Listed records:
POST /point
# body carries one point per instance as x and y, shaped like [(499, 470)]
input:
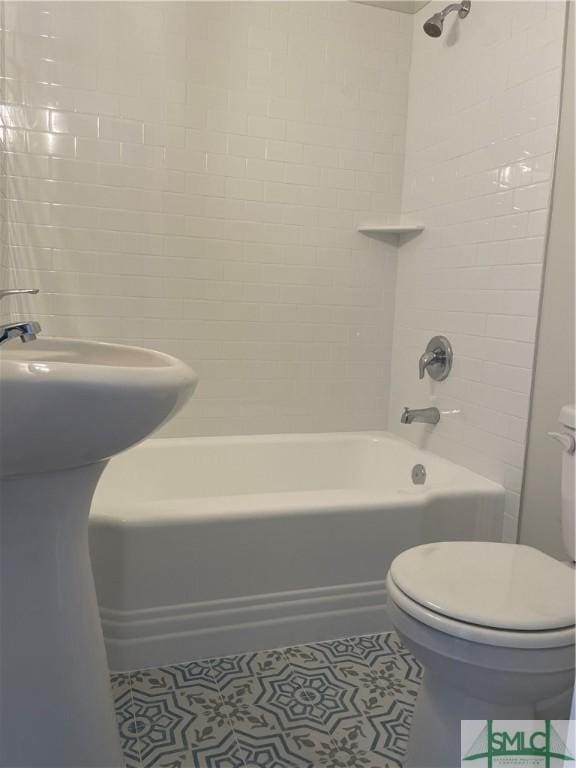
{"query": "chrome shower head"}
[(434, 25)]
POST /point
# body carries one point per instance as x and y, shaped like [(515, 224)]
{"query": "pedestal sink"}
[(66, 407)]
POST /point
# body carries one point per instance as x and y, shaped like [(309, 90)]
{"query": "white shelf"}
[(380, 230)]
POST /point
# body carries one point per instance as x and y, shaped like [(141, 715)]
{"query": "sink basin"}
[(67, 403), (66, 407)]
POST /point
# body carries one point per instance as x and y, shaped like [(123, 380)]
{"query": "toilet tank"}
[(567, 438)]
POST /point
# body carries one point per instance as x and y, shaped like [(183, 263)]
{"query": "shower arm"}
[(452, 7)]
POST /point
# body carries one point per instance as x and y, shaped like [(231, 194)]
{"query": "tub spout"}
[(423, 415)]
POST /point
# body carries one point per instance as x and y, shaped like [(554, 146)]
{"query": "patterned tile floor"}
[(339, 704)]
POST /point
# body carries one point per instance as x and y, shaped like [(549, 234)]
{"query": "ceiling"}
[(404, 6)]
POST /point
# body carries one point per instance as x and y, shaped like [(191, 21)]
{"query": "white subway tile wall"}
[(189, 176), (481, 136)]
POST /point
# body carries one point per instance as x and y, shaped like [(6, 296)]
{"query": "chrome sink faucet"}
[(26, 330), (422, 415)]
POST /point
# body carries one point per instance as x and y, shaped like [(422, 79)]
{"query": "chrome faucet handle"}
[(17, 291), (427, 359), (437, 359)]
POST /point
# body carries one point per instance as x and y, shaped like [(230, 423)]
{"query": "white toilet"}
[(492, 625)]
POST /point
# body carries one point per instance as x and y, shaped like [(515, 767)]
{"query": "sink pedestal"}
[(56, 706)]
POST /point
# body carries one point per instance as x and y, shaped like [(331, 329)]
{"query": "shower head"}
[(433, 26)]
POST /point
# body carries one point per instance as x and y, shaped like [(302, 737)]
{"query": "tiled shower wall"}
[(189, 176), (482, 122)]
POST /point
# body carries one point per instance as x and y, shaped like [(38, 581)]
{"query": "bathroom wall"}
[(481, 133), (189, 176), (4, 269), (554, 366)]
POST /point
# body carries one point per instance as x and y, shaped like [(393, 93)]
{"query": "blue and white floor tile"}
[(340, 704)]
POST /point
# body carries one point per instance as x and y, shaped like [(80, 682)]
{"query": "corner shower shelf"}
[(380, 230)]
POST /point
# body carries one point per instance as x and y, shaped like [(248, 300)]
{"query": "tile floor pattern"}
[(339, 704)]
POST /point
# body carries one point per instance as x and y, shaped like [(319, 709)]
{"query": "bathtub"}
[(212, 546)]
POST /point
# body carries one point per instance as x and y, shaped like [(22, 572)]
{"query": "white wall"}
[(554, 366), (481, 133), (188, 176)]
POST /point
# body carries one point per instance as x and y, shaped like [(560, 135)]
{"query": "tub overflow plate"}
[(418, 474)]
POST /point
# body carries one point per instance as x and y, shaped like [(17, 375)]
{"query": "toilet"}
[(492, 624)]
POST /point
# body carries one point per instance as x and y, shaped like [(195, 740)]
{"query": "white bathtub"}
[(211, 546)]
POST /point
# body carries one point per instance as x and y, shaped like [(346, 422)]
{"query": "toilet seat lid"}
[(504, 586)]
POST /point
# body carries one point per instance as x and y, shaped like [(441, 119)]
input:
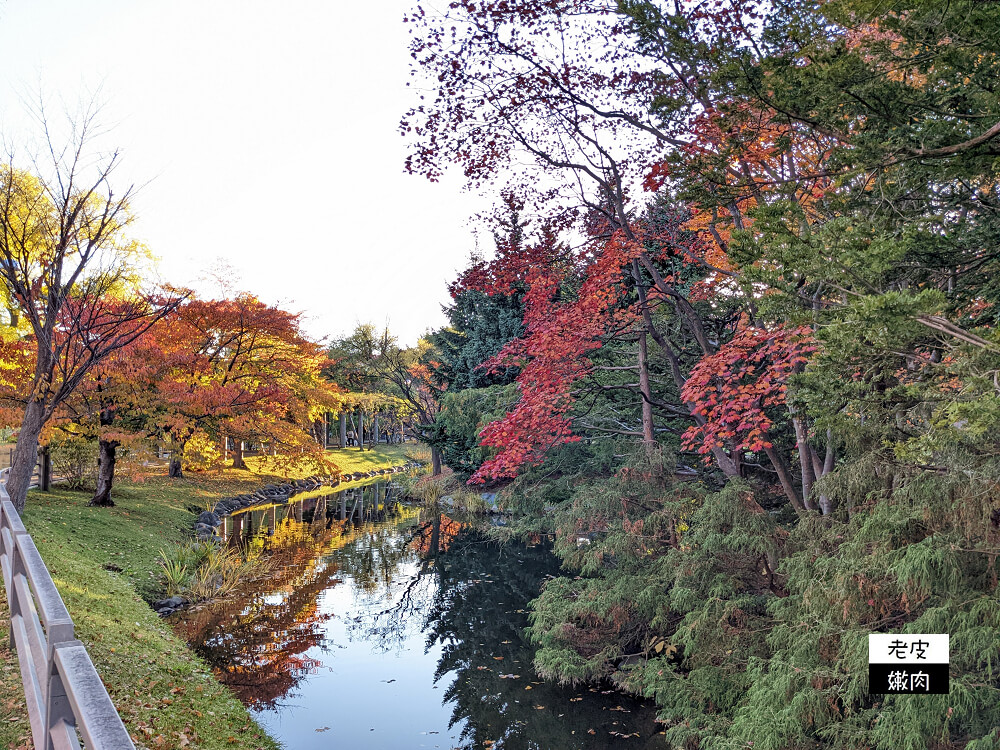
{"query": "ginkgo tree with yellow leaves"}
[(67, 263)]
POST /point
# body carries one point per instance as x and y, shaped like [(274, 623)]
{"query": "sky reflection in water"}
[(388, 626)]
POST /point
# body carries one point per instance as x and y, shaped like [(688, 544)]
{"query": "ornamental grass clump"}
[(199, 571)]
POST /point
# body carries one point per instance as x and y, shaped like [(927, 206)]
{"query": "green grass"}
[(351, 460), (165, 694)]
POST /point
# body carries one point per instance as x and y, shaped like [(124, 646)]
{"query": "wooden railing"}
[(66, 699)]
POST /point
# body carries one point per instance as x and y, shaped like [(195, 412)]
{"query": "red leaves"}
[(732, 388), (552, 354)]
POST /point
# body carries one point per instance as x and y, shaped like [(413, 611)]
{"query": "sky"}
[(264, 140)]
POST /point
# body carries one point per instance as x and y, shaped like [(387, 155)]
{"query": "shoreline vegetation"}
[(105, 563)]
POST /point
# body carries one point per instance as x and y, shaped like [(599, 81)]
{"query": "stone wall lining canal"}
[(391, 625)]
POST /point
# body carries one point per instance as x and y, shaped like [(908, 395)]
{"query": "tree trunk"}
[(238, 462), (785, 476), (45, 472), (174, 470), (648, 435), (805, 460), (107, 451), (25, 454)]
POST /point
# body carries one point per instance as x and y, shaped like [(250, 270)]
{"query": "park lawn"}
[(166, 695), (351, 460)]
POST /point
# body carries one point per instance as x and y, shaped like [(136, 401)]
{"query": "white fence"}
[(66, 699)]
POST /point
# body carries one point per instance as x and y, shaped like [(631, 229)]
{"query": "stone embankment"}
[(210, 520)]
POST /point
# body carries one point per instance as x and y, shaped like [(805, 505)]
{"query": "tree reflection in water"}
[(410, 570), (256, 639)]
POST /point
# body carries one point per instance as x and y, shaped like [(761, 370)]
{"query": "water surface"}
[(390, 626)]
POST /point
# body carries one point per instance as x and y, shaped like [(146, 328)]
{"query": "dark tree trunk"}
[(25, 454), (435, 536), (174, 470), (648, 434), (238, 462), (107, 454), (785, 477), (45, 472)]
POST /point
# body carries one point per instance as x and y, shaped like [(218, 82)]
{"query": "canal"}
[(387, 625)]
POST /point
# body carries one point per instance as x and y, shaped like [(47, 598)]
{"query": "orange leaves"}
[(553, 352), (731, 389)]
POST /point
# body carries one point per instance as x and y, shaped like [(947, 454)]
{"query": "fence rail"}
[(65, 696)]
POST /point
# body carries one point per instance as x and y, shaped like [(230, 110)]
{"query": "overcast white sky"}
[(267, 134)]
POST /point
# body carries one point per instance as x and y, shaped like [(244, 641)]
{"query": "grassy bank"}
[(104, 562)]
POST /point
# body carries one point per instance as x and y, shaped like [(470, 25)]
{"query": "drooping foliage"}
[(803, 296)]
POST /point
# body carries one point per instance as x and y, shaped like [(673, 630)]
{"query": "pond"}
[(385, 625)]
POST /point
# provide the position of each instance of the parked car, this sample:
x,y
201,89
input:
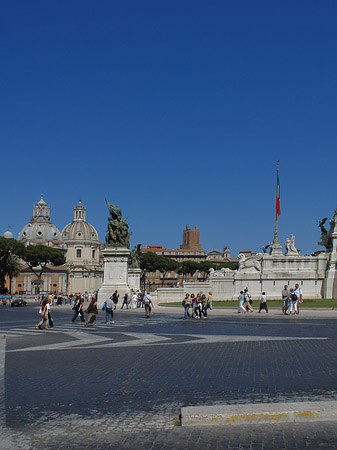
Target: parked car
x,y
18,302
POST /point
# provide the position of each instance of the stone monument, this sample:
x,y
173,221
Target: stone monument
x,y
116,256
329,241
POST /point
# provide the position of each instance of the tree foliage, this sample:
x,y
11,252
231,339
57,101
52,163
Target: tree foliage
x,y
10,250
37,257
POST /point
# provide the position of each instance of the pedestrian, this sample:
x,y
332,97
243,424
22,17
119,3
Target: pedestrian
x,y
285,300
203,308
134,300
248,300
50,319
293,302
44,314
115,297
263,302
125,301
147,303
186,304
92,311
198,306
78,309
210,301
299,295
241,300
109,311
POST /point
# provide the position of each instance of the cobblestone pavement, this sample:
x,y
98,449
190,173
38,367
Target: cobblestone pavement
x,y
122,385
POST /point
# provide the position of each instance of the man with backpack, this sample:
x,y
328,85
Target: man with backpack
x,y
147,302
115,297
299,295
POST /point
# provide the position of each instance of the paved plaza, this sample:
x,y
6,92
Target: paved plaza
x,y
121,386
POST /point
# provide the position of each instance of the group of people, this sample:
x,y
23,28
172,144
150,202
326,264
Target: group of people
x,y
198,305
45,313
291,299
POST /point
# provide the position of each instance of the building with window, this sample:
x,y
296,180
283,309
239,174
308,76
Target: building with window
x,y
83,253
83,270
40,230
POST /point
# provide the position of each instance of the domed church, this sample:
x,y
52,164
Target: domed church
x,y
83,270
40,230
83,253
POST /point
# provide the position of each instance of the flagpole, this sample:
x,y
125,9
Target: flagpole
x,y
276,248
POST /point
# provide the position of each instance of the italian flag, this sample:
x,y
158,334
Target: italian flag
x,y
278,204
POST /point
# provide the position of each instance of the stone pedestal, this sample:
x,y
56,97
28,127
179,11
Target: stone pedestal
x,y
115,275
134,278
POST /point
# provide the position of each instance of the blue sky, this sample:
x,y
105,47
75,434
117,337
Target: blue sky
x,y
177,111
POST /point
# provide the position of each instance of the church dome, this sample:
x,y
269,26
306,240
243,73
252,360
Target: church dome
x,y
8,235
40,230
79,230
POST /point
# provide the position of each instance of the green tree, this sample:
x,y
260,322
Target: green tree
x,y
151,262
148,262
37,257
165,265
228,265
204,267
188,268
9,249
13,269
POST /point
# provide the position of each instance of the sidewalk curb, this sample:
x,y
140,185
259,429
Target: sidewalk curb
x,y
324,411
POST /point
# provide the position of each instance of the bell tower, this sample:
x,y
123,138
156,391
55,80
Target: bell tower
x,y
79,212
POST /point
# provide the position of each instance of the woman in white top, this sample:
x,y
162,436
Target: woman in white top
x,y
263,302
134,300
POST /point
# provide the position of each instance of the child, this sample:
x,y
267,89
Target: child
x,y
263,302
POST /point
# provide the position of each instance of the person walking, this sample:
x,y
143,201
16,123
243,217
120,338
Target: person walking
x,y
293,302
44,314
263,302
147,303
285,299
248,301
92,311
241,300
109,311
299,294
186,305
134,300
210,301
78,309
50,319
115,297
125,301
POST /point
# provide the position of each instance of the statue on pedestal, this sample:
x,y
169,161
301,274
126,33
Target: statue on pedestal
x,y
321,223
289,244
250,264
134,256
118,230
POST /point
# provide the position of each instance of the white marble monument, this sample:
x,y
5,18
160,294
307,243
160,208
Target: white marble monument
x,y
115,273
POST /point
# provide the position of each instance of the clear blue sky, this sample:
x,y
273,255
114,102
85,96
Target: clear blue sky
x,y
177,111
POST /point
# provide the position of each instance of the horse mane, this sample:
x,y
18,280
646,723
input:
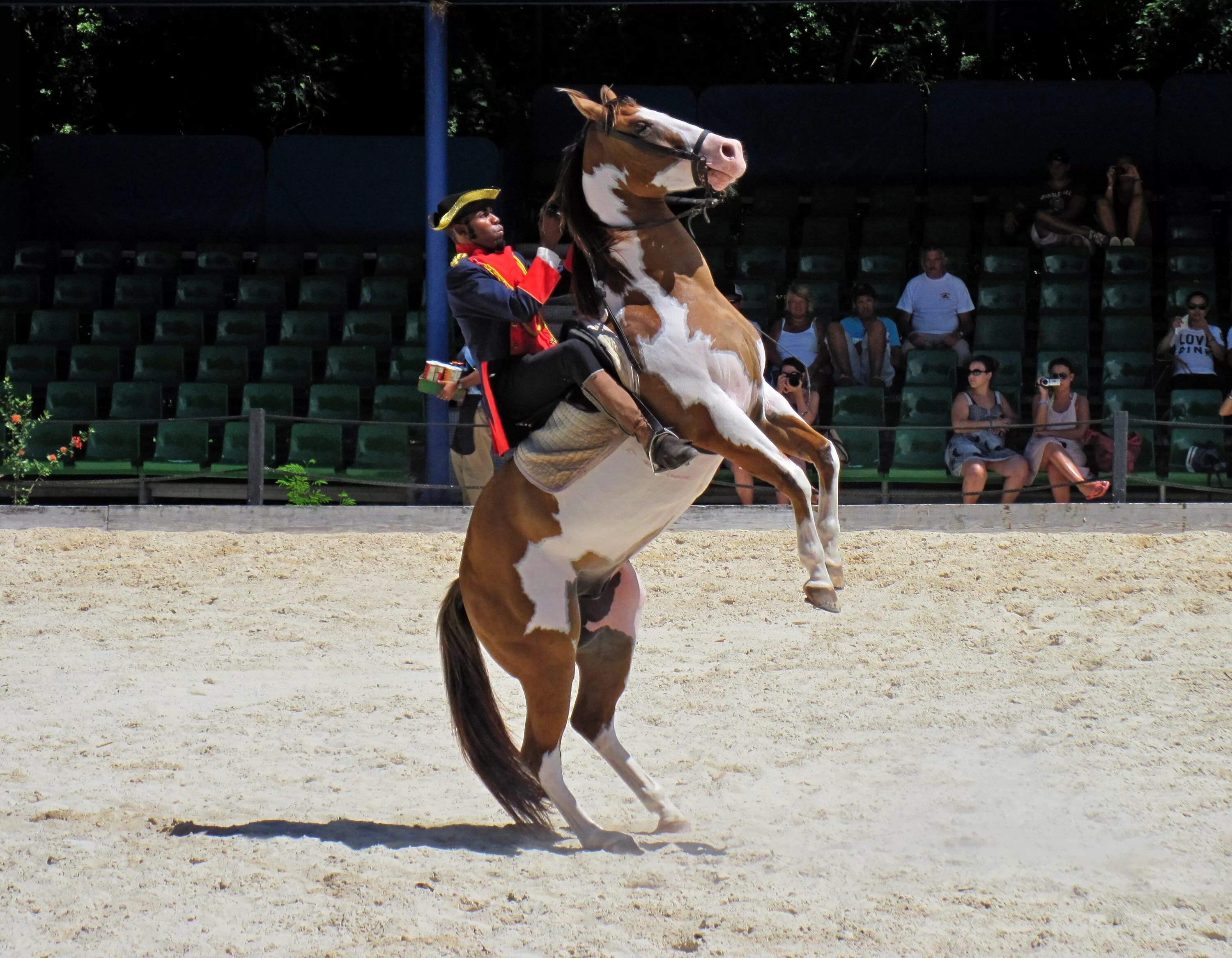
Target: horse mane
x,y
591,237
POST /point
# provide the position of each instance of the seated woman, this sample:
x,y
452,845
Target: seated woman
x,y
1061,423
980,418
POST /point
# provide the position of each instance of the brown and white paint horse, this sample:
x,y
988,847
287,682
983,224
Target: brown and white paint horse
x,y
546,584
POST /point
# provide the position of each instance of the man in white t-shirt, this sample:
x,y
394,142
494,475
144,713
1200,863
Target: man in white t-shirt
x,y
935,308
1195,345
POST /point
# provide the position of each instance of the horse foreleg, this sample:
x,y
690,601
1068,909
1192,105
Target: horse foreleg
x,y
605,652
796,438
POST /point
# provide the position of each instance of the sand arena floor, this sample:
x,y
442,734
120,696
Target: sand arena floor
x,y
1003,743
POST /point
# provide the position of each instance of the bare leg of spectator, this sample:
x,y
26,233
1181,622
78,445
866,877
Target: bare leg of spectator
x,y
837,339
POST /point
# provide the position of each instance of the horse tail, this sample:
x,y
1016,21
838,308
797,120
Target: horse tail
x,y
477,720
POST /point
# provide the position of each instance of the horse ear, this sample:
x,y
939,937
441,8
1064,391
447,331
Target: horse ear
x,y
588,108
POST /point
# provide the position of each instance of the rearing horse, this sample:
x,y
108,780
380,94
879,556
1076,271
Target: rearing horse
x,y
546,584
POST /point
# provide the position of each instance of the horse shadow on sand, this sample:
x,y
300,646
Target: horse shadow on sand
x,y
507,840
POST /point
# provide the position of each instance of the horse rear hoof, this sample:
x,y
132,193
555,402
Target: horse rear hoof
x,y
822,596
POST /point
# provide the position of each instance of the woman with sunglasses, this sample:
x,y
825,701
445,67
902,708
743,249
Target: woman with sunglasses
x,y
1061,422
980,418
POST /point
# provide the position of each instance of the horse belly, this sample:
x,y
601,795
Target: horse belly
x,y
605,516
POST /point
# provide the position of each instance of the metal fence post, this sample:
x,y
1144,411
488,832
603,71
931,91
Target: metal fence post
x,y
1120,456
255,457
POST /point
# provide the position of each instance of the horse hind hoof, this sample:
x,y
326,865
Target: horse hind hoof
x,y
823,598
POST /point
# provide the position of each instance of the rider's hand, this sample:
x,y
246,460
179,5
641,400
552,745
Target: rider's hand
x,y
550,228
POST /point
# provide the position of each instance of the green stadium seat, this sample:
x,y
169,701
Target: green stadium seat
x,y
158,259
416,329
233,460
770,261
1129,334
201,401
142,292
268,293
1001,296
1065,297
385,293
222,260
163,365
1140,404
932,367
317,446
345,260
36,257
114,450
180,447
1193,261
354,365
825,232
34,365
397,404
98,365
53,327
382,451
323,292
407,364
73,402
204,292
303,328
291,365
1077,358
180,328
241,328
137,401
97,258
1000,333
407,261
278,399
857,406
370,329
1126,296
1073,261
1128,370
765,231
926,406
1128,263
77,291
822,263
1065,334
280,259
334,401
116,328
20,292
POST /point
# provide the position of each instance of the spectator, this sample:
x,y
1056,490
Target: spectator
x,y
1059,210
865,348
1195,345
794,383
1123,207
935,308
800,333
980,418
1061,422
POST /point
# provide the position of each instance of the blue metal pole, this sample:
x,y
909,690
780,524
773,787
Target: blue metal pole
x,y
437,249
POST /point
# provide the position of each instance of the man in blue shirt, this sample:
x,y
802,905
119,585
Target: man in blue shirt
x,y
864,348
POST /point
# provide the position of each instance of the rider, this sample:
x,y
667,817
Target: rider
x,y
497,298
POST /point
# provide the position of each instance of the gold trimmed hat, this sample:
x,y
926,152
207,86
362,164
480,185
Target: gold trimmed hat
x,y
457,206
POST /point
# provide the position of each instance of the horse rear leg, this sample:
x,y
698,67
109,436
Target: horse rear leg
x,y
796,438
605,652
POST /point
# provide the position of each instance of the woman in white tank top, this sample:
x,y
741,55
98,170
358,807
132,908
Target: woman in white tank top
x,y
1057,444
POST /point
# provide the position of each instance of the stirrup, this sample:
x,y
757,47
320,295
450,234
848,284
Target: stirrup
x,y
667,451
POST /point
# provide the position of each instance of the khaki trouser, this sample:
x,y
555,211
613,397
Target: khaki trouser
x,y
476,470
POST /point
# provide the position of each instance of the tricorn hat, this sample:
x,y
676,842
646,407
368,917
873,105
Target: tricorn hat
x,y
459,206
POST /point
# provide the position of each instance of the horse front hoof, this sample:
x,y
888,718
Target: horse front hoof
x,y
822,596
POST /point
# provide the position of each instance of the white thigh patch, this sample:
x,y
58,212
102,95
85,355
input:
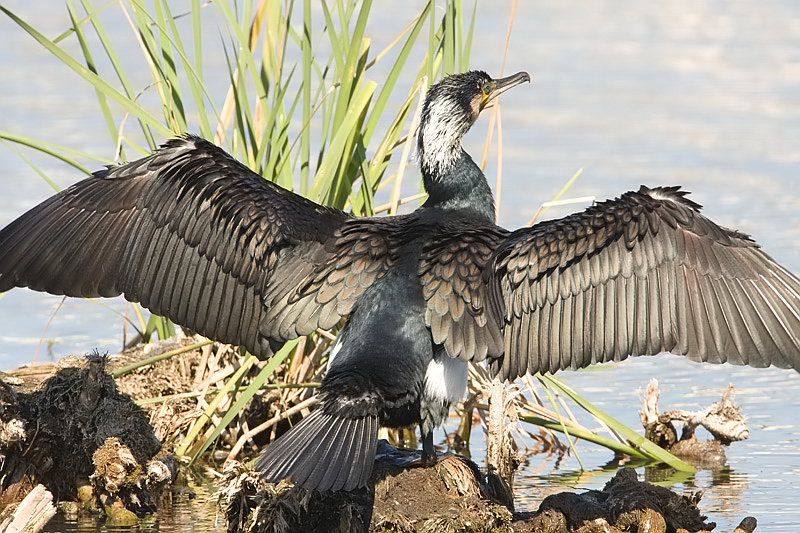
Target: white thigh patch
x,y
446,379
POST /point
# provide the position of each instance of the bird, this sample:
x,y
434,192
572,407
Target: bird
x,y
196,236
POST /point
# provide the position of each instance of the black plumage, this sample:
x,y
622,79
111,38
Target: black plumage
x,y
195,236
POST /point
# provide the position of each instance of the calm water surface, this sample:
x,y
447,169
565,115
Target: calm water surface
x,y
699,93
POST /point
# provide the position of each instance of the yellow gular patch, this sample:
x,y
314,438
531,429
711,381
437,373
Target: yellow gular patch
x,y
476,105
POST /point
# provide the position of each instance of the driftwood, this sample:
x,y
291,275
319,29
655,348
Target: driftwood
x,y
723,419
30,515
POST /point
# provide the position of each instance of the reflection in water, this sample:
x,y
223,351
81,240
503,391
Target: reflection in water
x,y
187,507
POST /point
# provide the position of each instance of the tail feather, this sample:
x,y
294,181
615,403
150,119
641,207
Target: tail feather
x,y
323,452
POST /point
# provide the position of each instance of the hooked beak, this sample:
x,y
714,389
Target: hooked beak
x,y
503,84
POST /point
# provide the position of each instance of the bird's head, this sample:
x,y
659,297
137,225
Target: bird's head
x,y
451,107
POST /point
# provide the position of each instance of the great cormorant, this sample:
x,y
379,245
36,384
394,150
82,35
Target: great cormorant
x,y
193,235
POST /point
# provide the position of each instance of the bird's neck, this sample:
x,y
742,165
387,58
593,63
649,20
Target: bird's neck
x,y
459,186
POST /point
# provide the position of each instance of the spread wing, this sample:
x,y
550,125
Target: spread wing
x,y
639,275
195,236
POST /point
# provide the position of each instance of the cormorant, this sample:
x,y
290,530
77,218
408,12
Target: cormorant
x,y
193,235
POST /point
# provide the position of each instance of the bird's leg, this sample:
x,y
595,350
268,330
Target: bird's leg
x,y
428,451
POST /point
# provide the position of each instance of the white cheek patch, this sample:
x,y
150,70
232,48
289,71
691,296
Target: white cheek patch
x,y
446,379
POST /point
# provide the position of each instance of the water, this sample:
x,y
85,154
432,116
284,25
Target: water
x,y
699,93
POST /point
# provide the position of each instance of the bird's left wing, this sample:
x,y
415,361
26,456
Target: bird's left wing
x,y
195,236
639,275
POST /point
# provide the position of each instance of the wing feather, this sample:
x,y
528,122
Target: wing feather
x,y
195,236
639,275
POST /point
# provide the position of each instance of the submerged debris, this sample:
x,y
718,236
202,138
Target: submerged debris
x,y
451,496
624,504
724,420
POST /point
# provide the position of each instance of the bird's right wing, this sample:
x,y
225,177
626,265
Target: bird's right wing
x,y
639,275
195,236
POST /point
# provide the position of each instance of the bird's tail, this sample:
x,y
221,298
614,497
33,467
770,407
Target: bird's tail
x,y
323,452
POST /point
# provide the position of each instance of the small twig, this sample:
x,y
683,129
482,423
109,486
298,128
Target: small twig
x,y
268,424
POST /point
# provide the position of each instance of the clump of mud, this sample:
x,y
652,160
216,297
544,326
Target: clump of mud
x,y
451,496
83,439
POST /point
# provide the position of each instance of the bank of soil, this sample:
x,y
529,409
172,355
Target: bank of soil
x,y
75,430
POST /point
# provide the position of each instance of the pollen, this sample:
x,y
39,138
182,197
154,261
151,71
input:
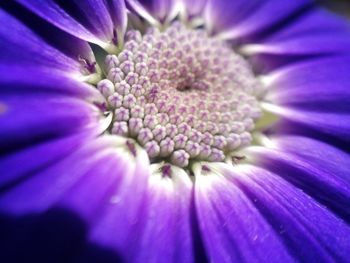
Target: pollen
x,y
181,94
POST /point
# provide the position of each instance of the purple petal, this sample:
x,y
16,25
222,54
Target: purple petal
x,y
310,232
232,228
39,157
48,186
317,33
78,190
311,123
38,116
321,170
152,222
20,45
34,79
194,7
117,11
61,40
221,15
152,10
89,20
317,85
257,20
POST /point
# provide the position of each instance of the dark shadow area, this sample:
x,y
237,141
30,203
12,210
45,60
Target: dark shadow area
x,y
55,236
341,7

Work instruction:
What you should return is the exact text of every line from the top of the entries through the line with "like [(123, 380)]", pictures removed.

Answer to this task:
POST /point
# body carries one point per instance as x and y, shaped like [(499, 470)]
input:
{"query": "chrome shower head"}
[(434, 25)]
POST /point
# body carries one point per instance as x and y, shaped like [(515, 224)]
{"query": "pedestal sink"}
[(66, 407)]
POST /point
# body carries one point per instance as x and y, shaped like [(309, 90)]
{"query": "white shelf"}
[(380, 230)]
POST /point
# body carries one point per instance as x and y, shaped like [(141, 715)]
{"query": "sink basin"}
[(67, 403), (66, 407)]
POST /point
# body carries one point per instance as x and y, shaped like [(123, 380)]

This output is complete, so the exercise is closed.